» **Page excerpt**

═══

Jose-Massu-Espinel
Highland Park Voyage of the Raven
Single Malt — Islands, Scotland
Reviewed
August 5, 2020 (edited August 9, 2020)
Highland Park is one of my favorite distilleries, and it belongs to the Edrington group, just as Macallan; this important since it seems they have followed the same marketing and business plan: to release a lot of new expressions, most of them NAS, very well packaged and highly collectible. The real challenge here is actually making good whiskies, but in this case, they accomplished just that.
Highland Park Voyage of the Raven tells the story of two ravens, called Huginn y Muninn, who were they eyes and ears of the viking god Odin. It is also about how vikings used ravens when navigating, to find new lands and return home, by just following them.
Not only the story is beautiful, the bottle itself is quite nice. Bottled at 41.3%abv, a very dark, tawny color.
ON THE NOSE: it is just marvelous. Figs / raisins/ blackberry marmalde WITH A earthy peat in the back, very perfumed.
Some red fruit syrup, smells thick.
After 2 minutes earthy peat changes into a glue aroma.
Then it becomes winey, a chocolate bathed raisins note appear.

═══

» **Things to do**
[A] Repeat, word for word, the part of the whisky review that opens with the words containing "Some red fruit" and closes with "raisins note appear.".
[B] In the whisky review, at what strength is Highland Park Voyage of the Raven bottled?

» **Collected material**
═══

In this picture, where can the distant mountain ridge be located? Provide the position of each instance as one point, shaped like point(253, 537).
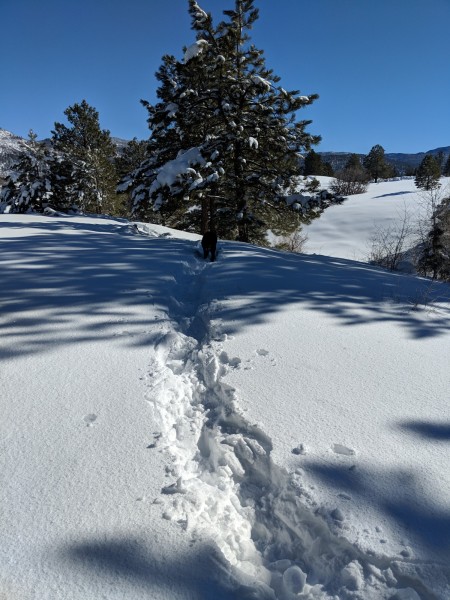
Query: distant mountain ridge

═══

» **Solutions for each task**
[A]
Some red fruit syrup, smells thick.
After 2 minutes earthy peat changes into a glue aroma.
Then it becomes winey, a chocolate bathed raisins note appear.

[B] 41.3% abv